▶ WHAT THE TASK ASKS: In the records that follow, show each line where the word "pole" is present.
··· GIVEN ENTRIES
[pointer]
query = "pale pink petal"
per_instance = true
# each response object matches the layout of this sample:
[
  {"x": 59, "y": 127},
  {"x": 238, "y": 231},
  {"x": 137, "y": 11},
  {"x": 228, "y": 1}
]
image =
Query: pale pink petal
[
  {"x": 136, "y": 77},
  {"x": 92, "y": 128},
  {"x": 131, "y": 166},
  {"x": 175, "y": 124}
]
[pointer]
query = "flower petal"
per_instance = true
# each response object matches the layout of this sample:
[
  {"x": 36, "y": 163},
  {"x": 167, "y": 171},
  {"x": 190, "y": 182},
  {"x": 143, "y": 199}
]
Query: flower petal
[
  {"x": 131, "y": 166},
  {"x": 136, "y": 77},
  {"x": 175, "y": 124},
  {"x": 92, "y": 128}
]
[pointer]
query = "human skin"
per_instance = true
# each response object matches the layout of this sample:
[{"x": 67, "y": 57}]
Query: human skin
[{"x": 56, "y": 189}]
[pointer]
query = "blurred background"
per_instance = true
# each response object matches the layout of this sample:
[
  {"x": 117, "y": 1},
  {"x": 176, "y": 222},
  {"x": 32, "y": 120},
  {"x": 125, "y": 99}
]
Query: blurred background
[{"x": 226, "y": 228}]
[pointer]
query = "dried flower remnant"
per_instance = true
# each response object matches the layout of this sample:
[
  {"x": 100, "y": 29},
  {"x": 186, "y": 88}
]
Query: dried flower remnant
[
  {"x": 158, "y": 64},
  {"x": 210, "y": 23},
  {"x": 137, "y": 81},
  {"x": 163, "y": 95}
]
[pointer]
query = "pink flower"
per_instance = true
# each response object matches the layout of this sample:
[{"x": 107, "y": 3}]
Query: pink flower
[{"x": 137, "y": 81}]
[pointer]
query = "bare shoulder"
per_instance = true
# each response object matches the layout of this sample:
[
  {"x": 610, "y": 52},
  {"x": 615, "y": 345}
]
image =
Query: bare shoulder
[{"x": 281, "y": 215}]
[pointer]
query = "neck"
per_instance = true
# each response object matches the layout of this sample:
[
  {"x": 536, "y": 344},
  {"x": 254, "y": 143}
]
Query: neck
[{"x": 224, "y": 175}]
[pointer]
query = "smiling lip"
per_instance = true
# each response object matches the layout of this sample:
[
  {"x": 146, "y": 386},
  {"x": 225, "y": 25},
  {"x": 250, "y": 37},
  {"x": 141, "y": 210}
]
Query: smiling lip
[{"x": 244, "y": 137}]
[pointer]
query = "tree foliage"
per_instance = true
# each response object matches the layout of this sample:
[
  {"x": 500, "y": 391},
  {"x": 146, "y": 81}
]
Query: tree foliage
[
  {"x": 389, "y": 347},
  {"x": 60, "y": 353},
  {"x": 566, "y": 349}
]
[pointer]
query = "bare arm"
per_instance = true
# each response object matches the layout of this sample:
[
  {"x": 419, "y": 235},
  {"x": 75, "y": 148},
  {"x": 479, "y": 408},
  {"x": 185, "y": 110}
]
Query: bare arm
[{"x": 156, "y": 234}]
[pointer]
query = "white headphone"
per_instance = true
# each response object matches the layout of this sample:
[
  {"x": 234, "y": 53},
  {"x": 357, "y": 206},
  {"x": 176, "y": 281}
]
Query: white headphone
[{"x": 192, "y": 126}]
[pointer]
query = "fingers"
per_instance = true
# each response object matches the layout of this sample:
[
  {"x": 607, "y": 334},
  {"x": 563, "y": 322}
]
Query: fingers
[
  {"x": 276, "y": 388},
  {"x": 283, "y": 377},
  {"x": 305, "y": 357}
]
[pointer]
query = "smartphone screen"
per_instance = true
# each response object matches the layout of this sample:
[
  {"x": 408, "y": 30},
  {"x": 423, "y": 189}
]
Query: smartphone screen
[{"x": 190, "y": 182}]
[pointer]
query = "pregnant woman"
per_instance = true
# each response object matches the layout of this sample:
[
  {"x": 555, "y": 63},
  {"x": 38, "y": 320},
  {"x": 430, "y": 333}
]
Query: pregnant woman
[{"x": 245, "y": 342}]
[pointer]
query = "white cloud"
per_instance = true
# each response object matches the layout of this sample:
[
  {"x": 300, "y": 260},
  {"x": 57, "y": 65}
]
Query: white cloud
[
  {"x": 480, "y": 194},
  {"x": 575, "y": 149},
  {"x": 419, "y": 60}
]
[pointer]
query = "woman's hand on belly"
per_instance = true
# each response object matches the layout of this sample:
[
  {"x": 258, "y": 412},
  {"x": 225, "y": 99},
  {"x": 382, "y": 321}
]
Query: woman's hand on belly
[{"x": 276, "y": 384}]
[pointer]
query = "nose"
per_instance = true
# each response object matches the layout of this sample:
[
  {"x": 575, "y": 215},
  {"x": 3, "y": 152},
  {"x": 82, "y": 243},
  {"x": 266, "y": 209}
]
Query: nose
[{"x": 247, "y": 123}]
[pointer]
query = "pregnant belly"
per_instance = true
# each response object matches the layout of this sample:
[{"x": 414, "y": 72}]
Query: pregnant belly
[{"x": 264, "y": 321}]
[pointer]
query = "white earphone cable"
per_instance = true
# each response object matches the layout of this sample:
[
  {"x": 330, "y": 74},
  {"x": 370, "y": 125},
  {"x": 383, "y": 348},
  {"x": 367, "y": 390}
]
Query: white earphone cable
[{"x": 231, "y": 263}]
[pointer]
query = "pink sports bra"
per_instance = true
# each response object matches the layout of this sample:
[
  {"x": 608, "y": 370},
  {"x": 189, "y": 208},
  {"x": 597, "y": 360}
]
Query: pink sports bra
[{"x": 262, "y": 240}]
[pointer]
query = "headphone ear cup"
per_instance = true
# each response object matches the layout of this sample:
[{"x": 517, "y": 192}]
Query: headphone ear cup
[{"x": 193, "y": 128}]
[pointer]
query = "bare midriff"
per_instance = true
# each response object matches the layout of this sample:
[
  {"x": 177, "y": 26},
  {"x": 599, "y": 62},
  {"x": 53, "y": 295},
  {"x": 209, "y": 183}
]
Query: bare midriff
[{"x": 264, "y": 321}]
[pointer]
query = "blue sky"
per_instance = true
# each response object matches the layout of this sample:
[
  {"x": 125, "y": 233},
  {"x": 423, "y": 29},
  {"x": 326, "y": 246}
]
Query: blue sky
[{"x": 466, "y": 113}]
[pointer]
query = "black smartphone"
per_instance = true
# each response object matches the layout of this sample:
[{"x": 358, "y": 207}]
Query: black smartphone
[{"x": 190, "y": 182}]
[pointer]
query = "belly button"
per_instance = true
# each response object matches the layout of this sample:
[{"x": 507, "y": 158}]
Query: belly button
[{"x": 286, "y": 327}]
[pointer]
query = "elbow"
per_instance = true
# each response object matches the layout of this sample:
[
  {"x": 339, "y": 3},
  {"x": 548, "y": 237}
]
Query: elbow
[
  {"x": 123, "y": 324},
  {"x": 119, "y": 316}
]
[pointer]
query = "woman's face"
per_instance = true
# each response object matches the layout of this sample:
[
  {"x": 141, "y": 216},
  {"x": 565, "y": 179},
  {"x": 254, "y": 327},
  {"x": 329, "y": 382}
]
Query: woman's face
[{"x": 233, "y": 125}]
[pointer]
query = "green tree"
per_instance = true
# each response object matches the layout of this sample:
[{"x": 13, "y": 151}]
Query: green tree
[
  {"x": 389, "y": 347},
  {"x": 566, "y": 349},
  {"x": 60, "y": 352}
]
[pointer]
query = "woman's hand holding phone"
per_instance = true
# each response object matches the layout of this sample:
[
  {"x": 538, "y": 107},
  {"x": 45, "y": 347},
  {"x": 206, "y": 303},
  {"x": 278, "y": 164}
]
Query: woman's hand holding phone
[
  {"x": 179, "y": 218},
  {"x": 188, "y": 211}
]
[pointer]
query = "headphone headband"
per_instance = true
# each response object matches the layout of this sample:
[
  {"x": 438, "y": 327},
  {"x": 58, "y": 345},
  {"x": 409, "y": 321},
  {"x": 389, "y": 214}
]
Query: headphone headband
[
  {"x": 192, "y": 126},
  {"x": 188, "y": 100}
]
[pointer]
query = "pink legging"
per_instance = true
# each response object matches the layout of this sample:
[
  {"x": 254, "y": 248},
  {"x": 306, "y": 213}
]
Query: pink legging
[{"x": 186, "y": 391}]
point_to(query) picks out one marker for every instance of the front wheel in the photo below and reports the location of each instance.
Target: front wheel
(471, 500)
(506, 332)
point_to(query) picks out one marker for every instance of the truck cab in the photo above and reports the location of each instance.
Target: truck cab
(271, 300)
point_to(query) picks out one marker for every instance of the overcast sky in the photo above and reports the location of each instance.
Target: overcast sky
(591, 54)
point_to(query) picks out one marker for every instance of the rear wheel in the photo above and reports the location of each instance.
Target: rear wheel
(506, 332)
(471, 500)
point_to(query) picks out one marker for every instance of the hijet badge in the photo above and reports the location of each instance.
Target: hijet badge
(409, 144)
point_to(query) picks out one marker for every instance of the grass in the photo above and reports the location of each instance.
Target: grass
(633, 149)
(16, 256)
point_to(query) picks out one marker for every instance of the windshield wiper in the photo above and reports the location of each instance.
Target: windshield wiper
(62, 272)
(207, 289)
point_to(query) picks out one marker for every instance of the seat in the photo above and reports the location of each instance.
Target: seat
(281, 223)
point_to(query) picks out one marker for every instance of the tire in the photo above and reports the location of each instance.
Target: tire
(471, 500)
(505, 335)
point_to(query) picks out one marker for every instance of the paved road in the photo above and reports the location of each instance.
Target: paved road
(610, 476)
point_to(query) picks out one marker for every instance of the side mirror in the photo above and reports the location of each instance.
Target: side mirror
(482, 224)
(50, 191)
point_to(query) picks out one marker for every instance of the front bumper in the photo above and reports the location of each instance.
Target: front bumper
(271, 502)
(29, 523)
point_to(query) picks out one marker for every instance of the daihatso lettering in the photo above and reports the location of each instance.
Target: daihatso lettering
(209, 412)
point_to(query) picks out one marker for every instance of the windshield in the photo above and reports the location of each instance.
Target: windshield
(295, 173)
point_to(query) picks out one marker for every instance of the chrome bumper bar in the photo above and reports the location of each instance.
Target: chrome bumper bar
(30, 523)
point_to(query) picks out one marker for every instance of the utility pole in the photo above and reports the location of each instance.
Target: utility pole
······
▶ OUTPUT FOR THIS TASK:
point_to(query) picks out one marker for every instance of the utility pole in the photo above and reports the location of each instance.
Target: utility pole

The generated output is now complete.